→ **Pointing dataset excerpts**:
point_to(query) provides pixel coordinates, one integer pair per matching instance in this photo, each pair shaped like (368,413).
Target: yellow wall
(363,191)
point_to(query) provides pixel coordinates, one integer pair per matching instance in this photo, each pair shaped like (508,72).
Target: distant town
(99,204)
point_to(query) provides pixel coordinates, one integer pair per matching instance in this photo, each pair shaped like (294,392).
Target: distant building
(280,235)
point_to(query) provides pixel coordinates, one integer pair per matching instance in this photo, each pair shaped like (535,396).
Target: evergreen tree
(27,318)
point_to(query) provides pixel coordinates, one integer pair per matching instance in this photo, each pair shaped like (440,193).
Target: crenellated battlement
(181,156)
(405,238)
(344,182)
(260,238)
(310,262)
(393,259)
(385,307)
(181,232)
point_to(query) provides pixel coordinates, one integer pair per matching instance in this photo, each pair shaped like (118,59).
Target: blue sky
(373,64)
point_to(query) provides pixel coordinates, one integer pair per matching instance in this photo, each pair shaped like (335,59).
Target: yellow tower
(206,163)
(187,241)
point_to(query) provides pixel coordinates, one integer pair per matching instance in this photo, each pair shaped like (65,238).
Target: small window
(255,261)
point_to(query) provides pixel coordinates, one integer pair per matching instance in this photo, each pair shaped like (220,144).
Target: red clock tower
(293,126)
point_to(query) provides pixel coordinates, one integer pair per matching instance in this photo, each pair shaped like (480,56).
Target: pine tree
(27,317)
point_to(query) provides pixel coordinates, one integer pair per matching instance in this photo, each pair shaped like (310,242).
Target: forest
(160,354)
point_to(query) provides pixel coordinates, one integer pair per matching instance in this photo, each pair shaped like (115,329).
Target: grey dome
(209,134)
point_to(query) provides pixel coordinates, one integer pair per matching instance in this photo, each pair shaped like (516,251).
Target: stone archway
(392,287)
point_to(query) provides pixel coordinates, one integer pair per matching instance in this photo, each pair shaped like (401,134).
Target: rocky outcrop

→ **PROBLEM DETAILS**: Update the rows above by replacing "Target" with "Label" throughout, leaving everything else unchanged.

→ **EXERCISE RESULT**:
point_to(query) provides pixel coordinates, one integer pair per matching instance in this photo, each pair shaped like (368,413).
Label: yellow wall
(363,191)
point_to(query) provides pixel coordinates, one integer pair per matching instance in this photo, each pair shaped like (508,72).
Label: distant town
(99,204)
point_to(query) provides pixel coordinates, one integer pair per matching instance in this photo, each pair shaped like (294,392).
Label: distant building
(280,235)
point_to(query) provides pixel coordinates, one integer pair per matching instance in this photo, each pair shaped like (535,396).
Label: evergreen tree
(27,318)
point_to(query) provides pixel coordinates, one integer pair per matching instance in this photo, each pair shaped like (440,193).
Label: crenellated battlement
(181,156)
(405,238)
(344,182)
(260,238)
(310,262)
(393,259)
(385,307)
(181,232)
point_to(query) provides pixel coordinates, one integer pair per matching instance in this photo, each pair shaped like (118,59).
Label: blue sky
(373,64)
point_to(query) provides pixel coordinates, one integer pair per matching instance in this photo, each pair shaped like (335,59).
Label: yellow tower
(206,163)
(187,241)
point_to(query) provides pixel coordinates, one integer pair per matching instance in this photo, each pair shaped like (65,238).
Label: small window
(255,261)
point_to(query) provides pixel coordinates, one integer pair per matching instance in this photo, each pair shaped like (220,144).
Label: red clock tower
(293,126)
point_to(query) provides pixel coordinates, one integer pair per matching instance in this photo, each pair shaped like (480,56).
Label: pine tree
(27,317)
point_to(query) provides pixel coordinates, one integer pair per matching instance in this photo, each pair shaped like (310,242).
Label: forest
(160,354)
point_to(query) provides pixel coordinates, one integer pair per matching instance in this photo, each pair shaped like (115,329).
Label: grey dome
(209,134)
point_to(query) provides pixel coordinates, one integer pair per matching instance in this photo, each pair shaped like (516,251).
Label: stone archway
(392,287)
point_to(query) provides pixel coordinates, one integer pair per matching instance in this photo, each pair shaped like (401,134).
Label: rocky outcrop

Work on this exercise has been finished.